Work item A:
According to the essay on ADHD and productivity advice, how many exercises does Creativity Is Your Self-Care contain?
Work item B:
Reproduce the passage of the essay on ADHD and productivity advice that starts with "The truth is, yes, I" and goes on through "basically broken myself.".

───── Document extract

I was at a launch event for a book I co-authored on Thursday. Myself and my incredible business partner,
, wrote The Inclusion Journey as a travel guide for organisations trying to navigate the often confusing and sometimes scary landscape of diversity and inclusion. So where better to launch than at London’s Canal Museum, next to a canal boat?!It was such a great night, and my heart was so overjoyed speaking to so many people who want to make the world a better and fairer place, and hearing so much fantastic feedback about the book we poured our hearts into. It was magical.
During one of these heart-warming conversations, I casually mentioned that I’ve just written another book.
What?!
Creativity Is Your Self-Care came out on Friday, and is a collection of exercises to help you use creative techniques (writing, painting, drawing, photography, and so on, and on) to support your mental and emotional health. There are 52 exercises - one for every week of the year - to help you build a regular creative wellbeing practice.
One of the people I was speaking to said, “Oh my goodness, I don’t know how you do it all! It’s so impressive.”
And I thought, “no, it’s not impressive, it’s ADHD with a side of over-achiever complex, and I am exhausted!”
The truth is, yes, I do a lot of things, but mostly I feel like I’m doing few of them well and I spend a great deal of time feeling totally overwhelmed. And some of the time feeling like I need to hide under my duvet and do nothing because I’ve reached the point where I just can’t anymore. Because I’ve basically broken myself.
This is not sustainable.
Have you tried doing one thing at a time?
Here’s the thing with having ADHD - I’m never going to be able to do just one thing. I’ve heard a lot of business and self-help gurus telling everyone that you have to focus on one clear goal to make progress, and that’s great advice for neurotypicals, but it’s never going to work for people like me.
Focusing on one thing makes me bored, restless and irritable. It kills my motivation. I need to be able to switch tracks sometimes, I need novelty and variety. And this is the issue - so much productivity and “success” advice is designed for neurotypical people, and when neurodivergent people follow it and it inevitably doesn’t work, we (and everyone else) assume(s) we’re the problem.
We’re not the problem. The advice is the problem. The advice was not designed for us. I feel like every self-help writer or social media productivity influencer should have to have a disclaimer at the beginning of any guidance they share that states whether or not they’ve researched its efficacy for neurodivergent people. Just so we know up front whether it’s worth us bothering with.

──────────
───── Data records

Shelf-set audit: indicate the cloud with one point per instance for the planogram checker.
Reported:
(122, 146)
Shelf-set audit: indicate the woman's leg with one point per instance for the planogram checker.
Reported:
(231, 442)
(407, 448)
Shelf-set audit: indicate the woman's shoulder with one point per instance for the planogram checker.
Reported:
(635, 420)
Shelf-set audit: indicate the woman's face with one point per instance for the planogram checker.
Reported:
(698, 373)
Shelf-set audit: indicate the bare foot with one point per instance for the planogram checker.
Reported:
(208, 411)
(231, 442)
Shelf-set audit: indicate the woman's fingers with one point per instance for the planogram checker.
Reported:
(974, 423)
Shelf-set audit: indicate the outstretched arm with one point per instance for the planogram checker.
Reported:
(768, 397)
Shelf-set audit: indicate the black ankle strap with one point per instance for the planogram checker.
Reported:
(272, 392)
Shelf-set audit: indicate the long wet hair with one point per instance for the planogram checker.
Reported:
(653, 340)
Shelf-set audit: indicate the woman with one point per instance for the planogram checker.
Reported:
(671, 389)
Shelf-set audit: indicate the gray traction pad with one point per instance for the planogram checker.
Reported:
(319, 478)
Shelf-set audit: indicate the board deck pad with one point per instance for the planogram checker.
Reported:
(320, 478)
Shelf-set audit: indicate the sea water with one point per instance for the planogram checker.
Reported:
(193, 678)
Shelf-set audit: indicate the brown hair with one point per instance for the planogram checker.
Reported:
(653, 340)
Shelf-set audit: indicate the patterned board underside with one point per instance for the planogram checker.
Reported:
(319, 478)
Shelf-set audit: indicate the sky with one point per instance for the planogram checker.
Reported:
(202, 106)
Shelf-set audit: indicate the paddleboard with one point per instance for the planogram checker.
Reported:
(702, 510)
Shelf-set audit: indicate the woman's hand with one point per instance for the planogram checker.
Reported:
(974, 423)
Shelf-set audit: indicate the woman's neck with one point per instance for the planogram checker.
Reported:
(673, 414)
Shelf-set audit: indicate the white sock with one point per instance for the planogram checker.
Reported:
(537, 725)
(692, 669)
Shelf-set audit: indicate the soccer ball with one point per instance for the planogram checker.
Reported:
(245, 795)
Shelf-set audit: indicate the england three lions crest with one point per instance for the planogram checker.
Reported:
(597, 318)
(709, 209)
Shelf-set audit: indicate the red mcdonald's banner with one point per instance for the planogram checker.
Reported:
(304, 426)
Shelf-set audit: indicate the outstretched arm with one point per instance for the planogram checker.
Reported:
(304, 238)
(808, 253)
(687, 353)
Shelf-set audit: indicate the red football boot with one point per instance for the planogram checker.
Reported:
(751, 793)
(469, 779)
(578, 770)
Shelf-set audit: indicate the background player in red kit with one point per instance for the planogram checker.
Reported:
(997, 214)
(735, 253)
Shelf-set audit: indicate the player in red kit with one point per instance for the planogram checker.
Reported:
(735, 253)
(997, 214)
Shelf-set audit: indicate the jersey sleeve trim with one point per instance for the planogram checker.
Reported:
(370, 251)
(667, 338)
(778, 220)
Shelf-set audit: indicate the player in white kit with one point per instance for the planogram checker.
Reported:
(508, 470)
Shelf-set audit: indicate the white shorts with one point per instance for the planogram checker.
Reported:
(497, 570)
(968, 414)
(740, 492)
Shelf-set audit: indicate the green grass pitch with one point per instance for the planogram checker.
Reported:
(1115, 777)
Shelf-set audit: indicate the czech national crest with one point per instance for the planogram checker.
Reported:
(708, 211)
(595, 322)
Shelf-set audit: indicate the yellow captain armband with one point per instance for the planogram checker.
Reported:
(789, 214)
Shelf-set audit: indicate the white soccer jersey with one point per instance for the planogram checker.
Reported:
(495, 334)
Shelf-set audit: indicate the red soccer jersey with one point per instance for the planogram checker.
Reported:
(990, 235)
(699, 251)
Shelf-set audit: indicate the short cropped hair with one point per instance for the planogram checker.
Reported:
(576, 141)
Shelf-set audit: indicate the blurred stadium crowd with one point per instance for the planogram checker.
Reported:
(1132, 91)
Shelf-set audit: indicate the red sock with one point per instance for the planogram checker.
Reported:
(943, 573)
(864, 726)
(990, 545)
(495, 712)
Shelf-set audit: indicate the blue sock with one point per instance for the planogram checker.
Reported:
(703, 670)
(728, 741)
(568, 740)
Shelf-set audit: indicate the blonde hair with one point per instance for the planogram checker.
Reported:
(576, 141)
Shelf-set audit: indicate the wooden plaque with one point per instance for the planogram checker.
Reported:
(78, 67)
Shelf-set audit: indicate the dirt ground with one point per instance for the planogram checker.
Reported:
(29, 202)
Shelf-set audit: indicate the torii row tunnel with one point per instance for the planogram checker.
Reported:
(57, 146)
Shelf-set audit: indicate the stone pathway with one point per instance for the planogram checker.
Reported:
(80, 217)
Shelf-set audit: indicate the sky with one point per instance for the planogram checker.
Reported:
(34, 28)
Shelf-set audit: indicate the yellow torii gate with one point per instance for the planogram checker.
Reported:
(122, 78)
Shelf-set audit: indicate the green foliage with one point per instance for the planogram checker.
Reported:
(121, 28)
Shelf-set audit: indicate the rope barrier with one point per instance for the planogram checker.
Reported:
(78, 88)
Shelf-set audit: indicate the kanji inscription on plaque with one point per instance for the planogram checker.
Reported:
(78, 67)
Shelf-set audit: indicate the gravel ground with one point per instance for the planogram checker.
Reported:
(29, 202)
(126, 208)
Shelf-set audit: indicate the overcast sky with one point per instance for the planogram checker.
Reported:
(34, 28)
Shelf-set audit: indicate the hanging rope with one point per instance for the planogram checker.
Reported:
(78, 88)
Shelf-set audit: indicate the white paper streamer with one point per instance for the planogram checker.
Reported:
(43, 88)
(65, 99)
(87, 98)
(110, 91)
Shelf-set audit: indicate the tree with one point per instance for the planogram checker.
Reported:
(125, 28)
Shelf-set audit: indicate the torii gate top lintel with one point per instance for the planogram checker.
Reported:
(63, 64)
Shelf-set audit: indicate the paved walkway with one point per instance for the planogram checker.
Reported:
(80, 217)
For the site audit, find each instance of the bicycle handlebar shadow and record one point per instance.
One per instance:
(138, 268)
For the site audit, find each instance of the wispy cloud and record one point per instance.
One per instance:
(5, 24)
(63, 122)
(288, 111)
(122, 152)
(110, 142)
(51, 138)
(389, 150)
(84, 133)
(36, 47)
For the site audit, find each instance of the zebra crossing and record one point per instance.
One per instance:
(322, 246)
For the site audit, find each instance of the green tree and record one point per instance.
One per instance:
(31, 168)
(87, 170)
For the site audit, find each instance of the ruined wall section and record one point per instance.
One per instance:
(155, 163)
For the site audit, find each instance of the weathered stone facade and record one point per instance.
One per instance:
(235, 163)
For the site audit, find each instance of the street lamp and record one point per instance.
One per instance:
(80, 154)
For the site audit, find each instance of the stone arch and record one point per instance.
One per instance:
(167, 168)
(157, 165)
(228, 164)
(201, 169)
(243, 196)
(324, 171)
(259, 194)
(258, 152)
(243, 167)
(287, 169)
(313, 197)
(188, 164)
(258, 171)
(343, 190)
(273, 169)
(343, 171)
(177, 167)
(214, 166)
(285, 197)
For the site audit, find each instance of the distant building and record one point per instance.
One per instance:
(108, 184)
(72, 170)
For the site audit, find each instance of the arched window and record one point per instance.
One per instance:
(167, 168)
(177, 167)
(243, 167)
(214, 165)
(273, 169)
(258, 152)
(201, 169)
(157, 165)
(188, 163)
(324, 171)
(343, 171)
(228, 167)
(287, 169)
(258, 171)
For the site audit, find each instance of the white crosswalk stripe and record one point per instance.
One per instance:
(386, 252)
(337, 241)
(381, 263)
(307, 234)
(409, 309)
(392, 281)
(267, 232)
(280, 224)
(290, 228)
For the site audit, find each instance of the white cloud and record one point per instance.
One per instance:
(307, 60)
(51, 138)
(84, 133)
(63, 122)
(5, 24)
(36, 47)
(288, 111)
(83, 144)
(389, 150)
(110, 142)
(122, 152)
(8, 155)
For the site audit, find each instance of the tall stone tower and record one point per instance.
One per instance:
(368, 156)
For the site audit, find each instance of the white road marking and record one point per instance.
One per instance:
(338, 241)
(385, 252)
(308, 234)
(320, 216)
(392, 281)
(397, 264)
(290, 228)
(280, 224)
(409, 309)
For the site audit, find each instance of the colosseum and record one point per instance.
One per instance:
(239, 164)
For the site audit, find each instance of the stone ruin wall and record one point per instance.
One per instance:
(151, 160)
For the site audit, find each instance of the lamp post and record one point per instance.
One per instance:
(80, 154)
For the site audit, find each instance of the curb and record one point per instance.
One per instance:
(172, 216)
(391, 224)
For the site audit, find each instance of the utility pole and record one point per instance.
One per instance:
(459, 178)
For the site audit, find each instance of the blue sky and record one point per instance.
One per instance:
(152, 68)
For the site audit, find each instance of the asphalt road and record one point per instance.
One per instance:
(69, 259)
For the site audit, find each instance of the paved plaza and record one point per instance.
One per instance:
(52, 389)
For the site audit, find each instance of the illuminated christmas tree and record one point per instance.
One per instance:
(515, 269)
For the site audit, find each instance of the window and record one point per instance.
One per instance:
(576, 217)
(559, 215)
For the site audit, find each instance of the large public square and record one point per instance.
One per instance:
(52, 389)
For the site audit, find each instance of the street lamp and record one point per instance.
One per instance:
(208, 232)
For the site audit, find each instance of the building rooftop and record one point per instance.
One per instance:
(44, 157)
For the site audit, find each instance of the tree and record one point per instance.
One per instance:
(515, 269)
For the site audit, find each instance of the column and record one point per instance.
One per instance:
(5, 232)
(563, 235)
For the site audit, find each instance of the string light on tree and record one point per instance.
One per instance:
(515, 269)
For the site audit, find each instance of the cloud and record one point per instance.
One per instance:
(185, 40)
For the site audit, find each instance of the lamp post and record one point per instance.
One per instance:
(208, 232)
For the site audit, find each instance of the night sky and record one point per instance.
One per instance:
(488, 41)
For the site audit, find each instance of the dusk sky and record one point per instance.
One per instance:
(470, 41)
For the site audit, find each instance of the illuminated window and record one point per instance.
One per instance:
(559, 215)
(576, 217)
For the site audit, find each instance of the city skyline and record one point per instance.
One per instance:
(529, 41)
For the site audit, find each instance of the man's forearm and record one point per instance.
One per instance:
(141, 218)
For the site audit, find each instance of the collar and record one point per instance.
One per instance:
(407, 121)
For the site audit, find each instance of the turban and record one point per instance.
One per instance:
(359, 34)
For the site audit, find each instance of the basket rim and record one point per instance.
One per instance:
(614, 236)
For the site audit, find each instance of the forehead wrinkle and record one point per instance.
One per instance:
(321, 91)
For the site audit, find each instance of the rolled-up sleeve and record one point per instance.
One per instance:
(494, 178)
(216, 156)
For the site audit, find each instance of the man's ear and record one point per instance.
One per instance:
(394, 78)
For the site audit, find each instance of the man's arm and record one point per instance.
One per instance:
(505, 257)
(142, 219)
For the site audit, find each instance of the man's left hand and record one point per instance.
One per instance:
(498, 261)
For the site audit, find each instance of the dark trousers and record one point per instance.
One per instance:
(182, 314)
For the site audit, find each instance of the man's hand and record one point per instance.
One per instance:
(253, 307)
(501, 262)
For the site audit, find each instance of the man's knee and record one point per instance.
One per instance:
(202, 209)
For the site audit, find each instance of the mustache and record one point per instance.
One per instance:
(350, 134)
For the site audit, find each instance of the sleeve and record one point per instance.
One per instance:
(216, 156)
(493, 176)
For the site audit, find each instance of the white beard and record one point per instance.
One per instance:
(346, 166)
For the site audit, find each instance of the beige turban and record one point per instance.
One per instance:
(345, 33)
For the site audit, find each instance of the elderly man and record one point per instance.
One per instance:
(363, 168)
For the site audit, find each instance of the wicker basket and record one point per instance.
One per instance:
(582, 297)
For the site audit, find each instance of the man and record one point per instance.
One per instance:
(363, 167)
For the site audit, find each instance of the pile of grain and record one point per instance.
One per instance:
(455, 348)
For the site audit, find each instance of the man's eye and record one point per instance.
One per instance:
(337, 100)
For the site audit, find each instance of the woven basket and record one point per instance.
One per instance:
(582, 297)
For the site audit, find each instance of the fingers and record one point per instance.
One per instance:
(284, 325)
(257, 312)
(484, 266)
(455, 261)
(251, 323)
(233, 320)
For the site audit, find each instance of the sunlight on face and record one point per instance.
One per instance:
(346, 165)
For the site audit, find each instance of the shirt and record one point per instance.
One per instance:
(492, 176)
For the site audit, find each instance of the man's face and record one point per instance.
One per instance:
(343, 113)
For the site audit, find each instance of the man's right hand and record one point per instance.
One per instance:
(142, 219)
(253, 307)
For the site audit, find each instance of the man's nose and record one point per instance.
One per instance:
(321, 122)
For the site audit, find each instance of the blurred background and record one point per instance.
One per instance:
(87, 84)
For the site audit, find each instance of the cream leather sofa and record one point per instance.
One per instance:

──────────

Written solution A:
It contains 52 exercises, one for every week of the year.

Written solution B:
The truth is, yes, I do a lot of things, but mostly I feel like I’m doing few of them well and I spend a great deal of time feeling totally overwhelmed. And some of the time feeling like I need to hide under my duvet and do nothing because I’ve reached the point where I just can’t anymore. Because I’ve basically broken myself.